Input |
───
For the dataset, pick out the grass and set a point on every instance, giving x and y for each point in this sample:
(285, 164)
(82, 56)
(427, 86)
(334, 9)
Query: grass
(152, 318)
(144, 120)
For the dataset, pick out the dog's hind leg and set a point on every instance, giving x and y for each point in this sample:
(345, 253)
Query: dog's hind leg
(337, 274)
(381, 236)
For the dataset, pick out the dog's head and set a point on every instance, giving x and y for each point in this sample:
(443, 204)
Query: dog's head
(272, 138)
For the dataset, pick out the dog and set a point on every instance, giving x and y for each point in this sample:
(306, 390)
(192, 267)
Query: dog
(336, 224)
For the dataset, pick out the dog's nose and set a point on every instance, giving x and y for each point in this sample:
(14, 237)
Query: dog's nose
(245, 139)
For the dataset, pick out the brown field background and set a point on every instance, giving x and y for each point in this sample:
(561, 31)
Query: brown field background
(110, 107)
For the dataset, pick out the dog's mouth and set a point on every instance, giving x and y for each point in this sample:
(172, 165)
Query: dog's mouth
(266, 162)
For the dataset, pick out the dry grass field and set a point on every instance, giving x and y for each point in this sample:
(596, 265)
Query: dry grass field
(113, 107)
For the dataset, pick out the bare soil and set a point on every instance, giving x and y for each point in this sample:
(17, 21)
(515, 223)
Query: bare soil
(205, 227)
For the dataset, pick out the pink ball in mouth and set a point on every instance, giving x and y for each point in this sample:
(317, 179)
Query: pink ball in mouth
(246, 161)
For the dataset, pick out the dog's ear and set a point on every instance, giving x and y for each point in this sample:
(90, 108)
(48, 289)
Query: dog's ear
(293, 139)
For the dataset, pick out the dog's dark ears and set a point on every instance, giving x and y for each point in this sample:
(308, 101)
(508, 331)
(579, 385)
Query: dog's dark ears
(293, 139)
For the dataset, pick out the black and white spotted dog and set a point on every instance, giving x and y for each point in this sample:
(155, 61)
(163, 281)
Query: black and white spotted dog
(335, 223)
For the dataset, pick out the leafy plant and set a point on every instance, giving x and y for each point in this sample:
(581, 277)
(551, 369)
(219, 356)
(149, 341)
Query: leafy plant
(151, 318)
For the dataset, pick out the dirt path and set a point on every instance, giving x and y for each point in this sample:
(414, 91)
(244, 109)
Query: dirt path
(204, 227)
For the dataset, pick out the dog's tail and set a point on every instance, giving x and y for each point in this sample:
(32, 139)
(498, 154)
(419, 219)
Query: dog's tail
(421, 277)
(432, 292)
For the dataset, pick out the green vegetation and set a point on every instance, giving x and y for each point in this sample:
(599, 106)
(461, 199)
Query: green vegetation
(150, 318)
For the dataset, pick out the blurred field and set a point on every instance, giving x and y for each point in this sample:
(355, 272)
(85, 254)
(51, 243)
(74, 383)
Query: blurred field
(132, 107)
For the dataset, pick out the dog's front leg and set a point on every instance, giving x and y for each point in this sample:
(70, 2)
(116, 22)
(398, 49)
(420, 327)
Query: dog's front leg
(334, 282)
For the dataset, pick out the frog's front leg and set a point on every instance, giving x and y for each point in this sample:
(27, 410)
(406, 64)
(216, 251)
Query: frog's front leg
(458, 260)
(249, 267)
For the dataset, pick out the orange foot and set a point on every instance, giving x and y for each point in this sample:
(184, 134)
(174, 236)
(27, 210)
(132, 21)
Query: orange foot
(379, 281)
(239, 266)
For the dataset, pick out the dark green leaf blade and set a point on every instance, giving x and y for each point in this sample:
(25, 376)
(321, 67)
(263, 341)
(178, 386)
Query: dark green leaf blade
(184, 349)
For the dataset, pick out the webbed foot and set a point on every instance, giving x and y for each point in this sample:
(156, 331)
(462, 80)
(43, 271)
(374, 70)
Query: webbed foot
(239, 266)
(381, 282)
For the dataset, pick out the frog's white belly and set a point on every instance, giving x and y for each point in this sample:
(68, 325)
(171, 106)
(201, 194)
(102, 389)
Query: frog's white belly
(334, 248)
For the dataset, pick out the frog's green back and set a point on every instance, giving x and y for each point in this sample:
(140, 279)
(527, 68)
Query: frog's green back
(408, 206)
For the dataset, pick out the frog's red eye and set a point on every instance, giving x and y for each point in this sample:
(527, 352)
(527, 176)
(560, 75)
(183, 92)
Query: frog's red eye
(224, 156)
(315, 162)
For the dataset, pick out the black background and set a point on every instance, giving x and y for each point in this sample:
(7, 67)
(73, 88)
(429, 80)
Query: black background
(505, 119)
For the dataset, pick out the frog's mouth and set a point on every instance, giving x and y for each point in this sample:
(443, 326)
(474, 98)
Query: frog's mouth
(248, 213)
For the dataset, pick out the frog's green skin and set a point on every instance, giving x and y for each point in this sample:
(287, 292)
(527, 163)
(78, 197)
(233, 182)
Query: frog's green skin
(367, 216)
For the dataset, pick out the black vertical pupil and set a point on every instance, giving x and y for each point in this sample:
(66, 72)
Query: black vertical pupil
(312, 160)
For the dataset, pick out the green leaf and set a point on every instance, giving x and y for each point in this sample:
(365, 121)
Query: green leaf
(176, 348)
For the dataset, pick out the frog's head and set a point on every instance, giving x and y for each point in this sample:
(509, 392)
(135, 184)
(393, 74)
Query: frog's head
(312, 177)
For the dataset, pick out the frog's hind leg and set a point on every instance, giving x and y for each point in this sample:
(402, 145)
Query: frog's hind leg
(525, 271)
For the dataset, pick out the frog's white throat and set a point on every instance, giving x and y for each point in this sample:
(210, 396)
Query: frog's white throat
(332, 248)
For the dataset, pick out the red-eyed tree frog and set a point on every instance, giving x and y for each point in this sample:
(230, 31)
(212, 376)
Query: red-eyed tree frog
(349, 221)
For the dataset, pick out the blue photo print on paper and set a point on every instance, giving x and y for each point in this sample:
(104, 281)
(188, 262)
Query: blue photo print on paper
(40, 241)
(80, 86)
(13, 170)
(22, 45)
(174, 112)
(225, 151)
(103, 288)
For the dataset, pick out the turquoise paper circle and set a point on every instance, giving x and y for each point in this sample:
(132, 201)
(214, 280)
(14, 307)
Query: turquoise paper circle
───
Work required | Recopy the entries above in their entirety, exactly.

Exercise output |
For the dataset, pick out the grass and set a point on every instance, giving x and y for each point in this sample:
(285, 164)
(82, 56)
(427, 86)
(334, 9)
Query: grass
(152, 318)
(144, 120)
For the dataset, pick out the dog's hind leg and set a point on every instance, giving x and y for each point in this sample:
(345, 253)
Query: dog's hind leg
(337, 274)
(381, 236)
For the dataset, pick out the dog's head and set a point on every instance, giving x and y for each point in this sample:
(443, 204)
Query: dog's head
(272, 138)
For the dataset, pick out the dog and set a point on every instance, giving x and y for each point in this sample:
(306, 390)
(192, 267)
Query: dog
(336, 224)
For the dataset, pick out the dog's nose and set a point on every instance, giving x and y for each point in this sample:
(14, 237)
Query: dog's nose
(245, 139)
For the dataset, pick out the brown field background and set a point on every instance, giving x and y for each point in this sample:
(561, 31)
Query: brown field background
(110, 107)
For the dataset, pick out the dog's mouth and set a point on every instance, giving x and y for each point in this sample:
(172, 165)
Query: dog's mouth
(266, 162)
For the dataset, pick out the dry grass field and set a point on every instance, giving x and y for each point in this sample:
(596, 265)
Query: dry grass field
(113, 107)
For the dataset, pick out the bare soil and set a point on every instance, giving x and y for each point in this sample:
(17, 21)
(515, 223)
Query: bare soil
(205, 227)
For the dataset, pick out the pink ball in mouth and set a point on every instance, giving x and y for each point in this sample:
(317, 179)
Query: pink ball in mouth
(246, 161)
For the dataset, pick out the dog's ear and set a point on every instance, giving x and y for each point in this sample:
(90, 108)
(48, 289)
Query: dog's ear
(293, 139)
For the dataset, pick out the dog's dark ears and set a point on every instance, giving x and y for each point in this sample:
(308, 101)
(508, 331)
(579, 385)
Query: dog's dark ears
(293, 139)
For the dataset, pick out the black and white spotted dog and set a point on every instance, giving x and y for each point in this sample:
(155, 61)
(163, 281)
Query: black and white spotted dog
(335, 223)
For the dataset, pick out the leafy plant and set a point on every instance, giving x and y for each point in this sample:
(581, 277)
(551, 369)
(219, 356)
(149, 341)
Query: leafy plant
(151, 318)
For the dataset, pick out the dirt path and set a point on every instance, giving x and y for each point in this sample:
(414, 91)
(244, 109)
Query: dirt path
(204, 227)
For the dataset, pick out the dog's tail and set a point on every instance, giving x and y for each point in this sample:
(32, 139)
(498, 154)
(419, 219)
Query: dog's tail
(421, 277)
(432, 292)
For the dataset, pick out the green vegetation and set a point on every instance, giving x and y for each point in this sample:
(599, 106)
(461, 199)
Query: green vegetation
(150, 318)
For the dataset, pick out the blurred field and set a point on every instance, giving x and y for each point in this sample:
(355, 272)
(85, 254)
(51, 243)
(74, 383)
Query: blurred field
(132, 107)
For the dataset, pick out the dog's front leg and set a point on every instance, giving x and y for each point in this sample:
(70, 2)
(116, 22)
(398, 49)
(420, 327)
Query: dog's front leg
(334, 282)
For the dataset, pick out the frog's front leg and set a point on every instance, giving x and y for each point in this sample:
(27, 410)
(406, 64)
(216, 251)
Query: frog's front leg
(458, 260)
(249, 267)
For the dataset, pick out the orange foot and set a point on every instance, giving x and y for each point in this sample:
(184, 134)
(174, 236)
(27, 210)
(132, 21)
Query: orange foot
(379, 281)
(239, 266)
For the dataset, pick out the dark green leaf blade and set a point on every instance, giving x and y for each point in this sample:
(25, 376)
(321, 67)
(263, 341)
(178, 386)
Query: dark green leaf blade
(184, 349)
For the dataset, pick out the webbed foot and set a point on every instance, giving x and y for each point in this sample:
(156, 331)
(462, 80)
(43, 271)
(374, 70)
Query: webbed foot
(239, 266)
(381, 282)
For the dataset, pick out the frog's white belly and set a point on every instance, giving x and y for each point in this sample:
(68, 325)
(171, 106)
(201, 194)
(102, 389)
Query: frog's white belly
(334, 248)
For the dataset, pick out the frog's green back and set a point on every instance, giving x and y for each point in this sample:
(140, 279)
(527, 68)
Query: frog's green back
(408, 206)
For the dataset, pick out the frog's red eye and set a point on every instance, giving x and y for each point in this sample:
(527, 352)
(527, 176)
(560, 75)
(183, 92)
Query: frog's red eye
(224, 156)
(315, 162)
For the dataset, pick out the black background and set a point on every instance, giving x and y for each point in this sample:
(7, 67)
(73, 88)
(429, 80)
Query: black background
(505, 119)
For the dataset, pick out the frog's mouth and set a point on every instance, giving x and y for each point in this sample:
(443, 326)
(474, 98)
Query: frog's mouth
(248, 213)
For the dataset, pick out the frog's green skin and set a point on every instance, giving x and y for each point in this sample:
(287, 292)
(527, 163)
(78, 197)
(233, 182)
Query: frog's green skin
(367, 216)
For the dataset, pick out the black vertical pupil and set a point on every instance, giving x and y for each point in this sample:
(66, 72)
Query: black vertical pupil
(312, 160)
For the dataset, pick out the green leaf and set a point on every instance, giving x and y for each point in this sample:
(365, 121)
Query: green leaf
(176, 348)
For the dataset, pick out the frog's head and set a point on every instance, giving x and y for each point in this sample:
(509, 392)
(135, 184)
(393, 74)
Query: frog's head
(312, 177)
For the dataset, pick out the frog's hind leg and set a point on every instance, giving x and y for each point in this sample:
(402, 145)
Query: frog's hind leg
(525, 271)
For the dataset, pick out the frog's white throat and set a point on every instance, giving x and y for each point in this sample:
(210, 396)
Query: frog's white throat
(332, 248)
For the dataset, pick out the red-eyed tree frog and set a point on every instance, giving x and y for each point in this sample:
(230, 31)
(212, 376)
Query: red-eyed tree frog
(349, 221)
For the dataset, pick out the blue photo print on paper and set a point on every instance, giving x and y for each point in this sample:
(104, 281)
(188, 262)
Query: blue photo print on paper
(40, 241)
(80, 86)
(13, 170)
(22, 45)
(174, 112)
(225, 151)
(103, 288)
For the dataset, pick out the turquoise paper circle and set a point on every instance, giving x and y for each point in this sample:
(132, 201)
(214, 280)
(14, 307)
Query: turquoise paper circle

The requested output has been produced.